_SUPPLIED MATERIAL:_
+++

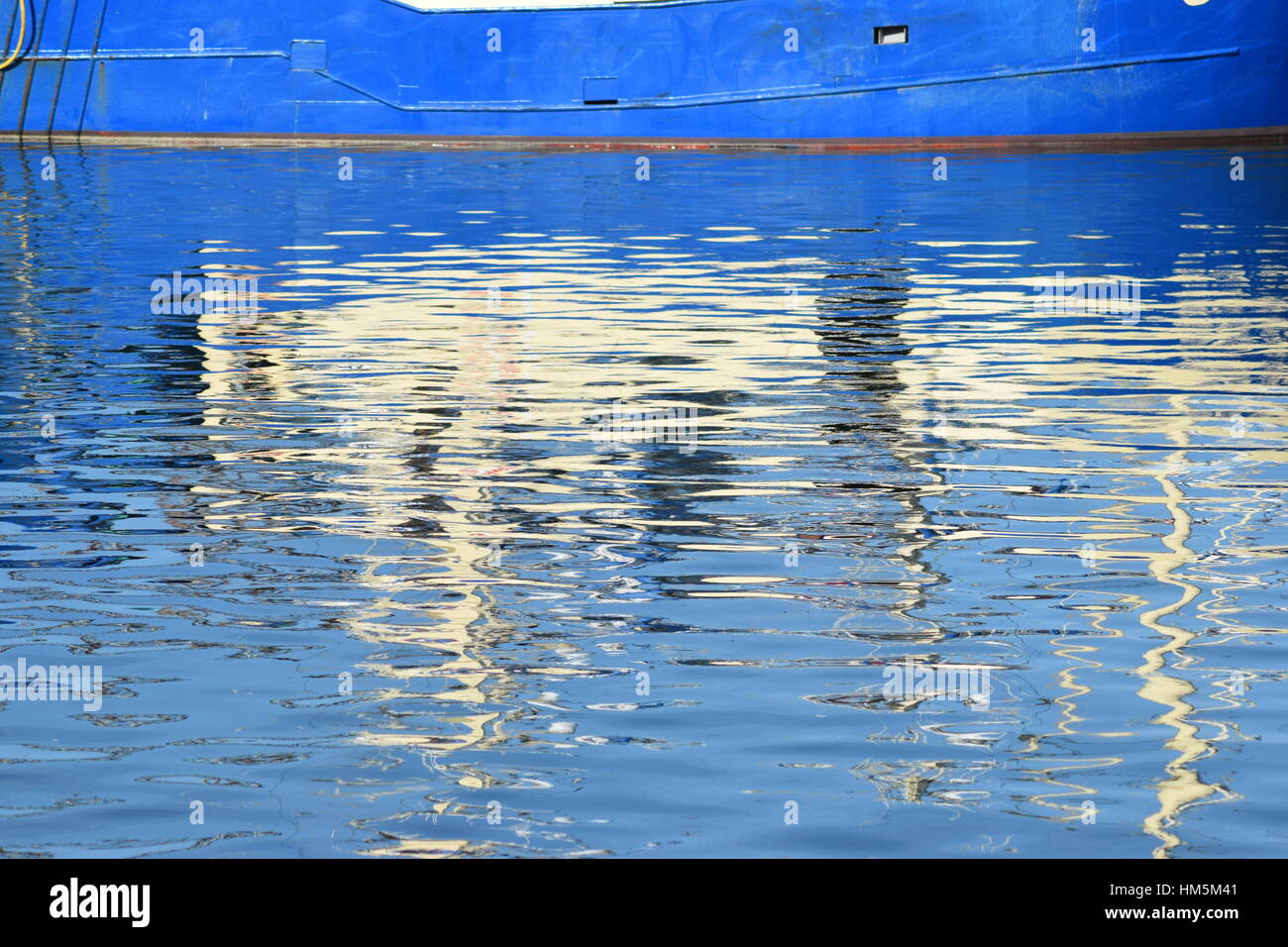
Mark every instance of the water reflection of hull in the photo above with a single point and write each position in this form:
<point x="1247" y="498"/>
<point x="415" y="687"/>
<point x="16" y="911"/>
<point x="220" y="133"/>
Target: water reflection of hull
<point x="967" y="72"/>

+++

_YOUR TASK:_ Copy out all the data without changing anything, and drop the pictures.

_WRITTEN SOLUTION:_
Mark every instance of the water reflection of hull in the photo above with a single point and write each position in this form:
<point x="1247" y="498"/>
<point x="415" y="687"/>
<point x="16" y="911"/>
<point x="220" y="133"/>
Target: water reflection of hull
<point x="967" y="72"/>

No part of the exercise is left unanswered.